(Work instruction)
The entries that follow should be written out exactly.

(Information supplied)

####################

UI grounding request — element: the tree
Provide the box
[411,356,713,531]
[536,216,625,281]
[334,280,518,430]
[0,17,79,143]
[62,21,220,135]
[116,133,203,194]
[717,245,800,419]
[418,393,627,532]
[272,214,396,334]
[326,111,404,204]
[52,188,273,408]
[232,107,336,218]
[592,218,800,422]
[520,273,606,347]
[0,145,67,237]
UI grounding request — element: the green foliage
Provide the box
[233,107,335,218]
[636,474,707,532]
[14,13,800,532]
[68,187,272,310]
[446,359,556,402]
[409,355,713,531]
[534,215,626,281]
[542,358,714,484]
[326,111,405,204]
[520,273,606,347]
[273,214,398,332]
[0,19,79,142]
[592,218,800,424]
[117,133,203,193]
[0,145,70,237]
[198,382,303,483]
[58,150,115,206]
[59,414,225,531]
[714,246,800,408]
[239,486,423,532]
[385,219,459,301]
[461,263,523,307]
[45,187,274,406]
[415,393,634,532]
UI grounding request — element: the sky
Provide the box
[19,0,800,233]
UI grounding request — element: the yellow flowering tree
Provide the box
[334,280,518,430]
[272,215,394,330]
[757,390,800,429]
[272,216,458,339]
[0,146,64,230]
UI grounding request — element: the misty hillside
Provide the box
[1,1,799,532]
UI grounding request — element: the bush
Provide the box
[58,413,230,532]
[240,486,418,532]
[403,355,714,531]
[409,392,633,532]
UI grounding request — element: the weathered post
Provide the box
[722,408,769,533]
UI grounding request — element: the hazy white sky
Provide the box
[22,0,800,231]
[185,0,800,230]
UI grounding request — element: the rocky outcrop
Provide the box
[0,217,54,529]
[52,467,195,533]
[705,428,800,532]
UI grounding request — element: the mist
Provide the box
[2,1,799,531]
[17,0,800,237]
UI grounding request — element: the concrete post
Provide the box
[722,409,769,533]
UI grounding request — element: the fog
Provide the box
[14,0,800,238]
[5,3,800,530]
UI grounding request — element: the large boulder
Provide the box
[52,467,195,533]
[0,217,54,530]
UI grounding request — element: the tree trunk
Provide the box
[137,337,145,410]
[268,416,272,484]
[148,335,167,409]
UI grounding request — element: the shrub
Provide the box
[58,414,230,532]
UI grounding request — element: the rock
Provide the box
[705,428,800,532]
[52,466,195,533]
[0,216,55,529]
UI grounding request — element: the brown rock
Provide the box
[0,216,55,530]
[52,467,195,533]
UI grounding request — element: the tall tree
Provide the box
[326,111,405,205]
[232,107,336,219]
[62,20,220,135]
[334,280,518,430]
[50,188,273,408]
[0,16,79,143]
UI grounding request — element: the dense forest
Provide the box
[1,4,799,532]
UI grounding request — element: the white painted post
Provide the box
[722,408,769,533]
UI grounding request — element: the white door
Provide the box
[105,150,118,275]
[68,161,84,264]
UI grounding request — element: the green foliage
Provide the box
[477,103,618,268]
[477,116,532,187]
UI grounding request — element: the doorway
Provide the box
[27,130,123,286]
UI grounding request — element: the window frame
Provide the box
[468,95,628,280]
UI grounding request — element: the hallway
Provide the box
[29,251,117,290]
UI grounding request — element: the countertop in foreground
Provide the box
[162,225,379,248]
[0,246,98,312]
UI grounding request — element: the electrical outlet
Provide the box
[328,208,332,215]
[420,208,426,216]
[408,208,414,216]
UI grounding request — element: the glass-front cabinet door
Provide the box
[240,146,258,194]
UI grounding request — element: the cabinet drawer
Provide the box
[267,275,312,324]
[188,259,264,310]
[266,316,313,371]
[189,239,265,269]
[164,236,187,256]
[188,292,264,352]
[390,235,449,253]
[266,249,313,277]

####################

(Answer box)
UI grounding request — element: the tree
Provide the box
[411,356,713,531]
[536,216,625,281]
[334,280,518,430]
[0,17,79,143]
[62,21,220,135]
[116,133,203,194]
[717,245,800,419]
[418,393,627,532]
[272,214,396,334]
[326,111,404,204]
[52,188,273,408]
[232,107,336,218]
[592,218,800,422]
[520,273,606,347]
[0,145,67,237]
UI grounding request — element: the green foliage
Provide the box
[233,107,335,218]
[636,474,707,532]
[14,13,800,532]
[68,187,272,310]
[446,359,556,402]
[409,355,713,531]
[534,215,626,281]
[542,358,714,484]
[326,111,405,204]
[520,273,606,347]
[273,214,398,332]
[0,19,79,142]
[592,218,800,424]
[117,133,203,193]
[0,145,70,237]
[198,382,303,483]
[58,150,115,206]
[59,414,225,531]
[714,246,800,408]
[239,486,423,532]
[385,219,459,301]
[461,263,523,307]
[45,187,274,406]
[415,393,634,532]
UI grounding request — element: the sky
Provide the box
[19,0,800,233]
UI grounding request — element: the yellow flowering tree
Provide the box
[334,280,518,430]
[272,215,394,330]
[757,390,800,429]
[272,216,458,339]
[0,146,64,230]
UI grounding request — element: the misty hillside
Provide the box
[1,1,799,532]
UI grounding request — element: the bush
Provide the box
[58,413,230,532]
[240,486,418,532]
[403,355,714,531]
[409,392,633,532]
UI grounding request — element: the weathered post
Provide the box
[722,408,769,533]
UI grounding request — element: the hazy white sky
Provide the box
[22,0,800,231]
[185,0,800,230]
UI grounding request — element: the rocky outcrop
Provide the box
[0,217,54,529]
[52,467,195,533]
[705,428,800,532]
UI grounding request — element: the mist
Provide the box
[2,1,799,531]
[17,0,800,237]
UI grounding request — element: the concrete post
Provide the box
[722,409,769,533]
UI grounding request — element: the fog
Provide the box
[14,0,800,238]
[5,3,800,530]
UI grounding request — element: the large boulder
Provide the box
[52,467,195,533]
[0,217,54,530]
UI grounding request — element: the tree trunk
Provide the box
[137,337,145,410]
[268,416,272,484]
[148,335,167,409]
UI grounding request — element: the shrub
Provide the box
[58,414,230,532]
UI grounding request — element: the rock
Provide the box
[705,428,800,532]
[52,466,195,533]
[0,216,55,529]
UI grounding request — element: the brown rock
Provide the box
[0,216,55,530]
[52,467,195,533]
UI grounding request — element: the tall tree
Provide the box
[326,111,405,205]
[232,107,336,219]
[62,20,220,135]
[334,280,518,430]
[50,188,273,408]
[0,16,79,143]
UI grounding request — element: the dense forest
Provide the box
[1,4,799,532]
UI grounding request — element: the white painted post
Provide the box
[722,408,769,533]
UI grounding request — element: the white door
Provide the box
[105,150,118,275]
[68,161,84,264]
UI grounding request — element: the green foliage
Provide the box
[477,103,618,268]
[477,116,532,187]
UI grounding request — element: the doorway
Provide the box
[27,130,123,286]
UI grounding request — element: the window frame
Provide the box
[468,95,628,280]
UI grounding request — element: the hallway
Provide the box
[29,251,117,290]
UI grounding request — element: the countertop in foreground
Provide the box
[162,225,379,248]
[0,246,98,312]
UI grounding request — element: the electrical outlet
Provide the box
[328,208,332,215]
[420,208,426,216]
[408,208,414,216]
UI grounding request — element: the glass-front cabinet door
Provide the box
[240,146,258,194]
UI grounding request — element: the cabinet drawer
Provide the box
[267,275,312,324]
[188,259,264,310]
[266,316,313,371]
[189,239,265,269]
[164,236,187,256]
[188,292,264,352]
[390,235,449,253]
[266,249,313,277]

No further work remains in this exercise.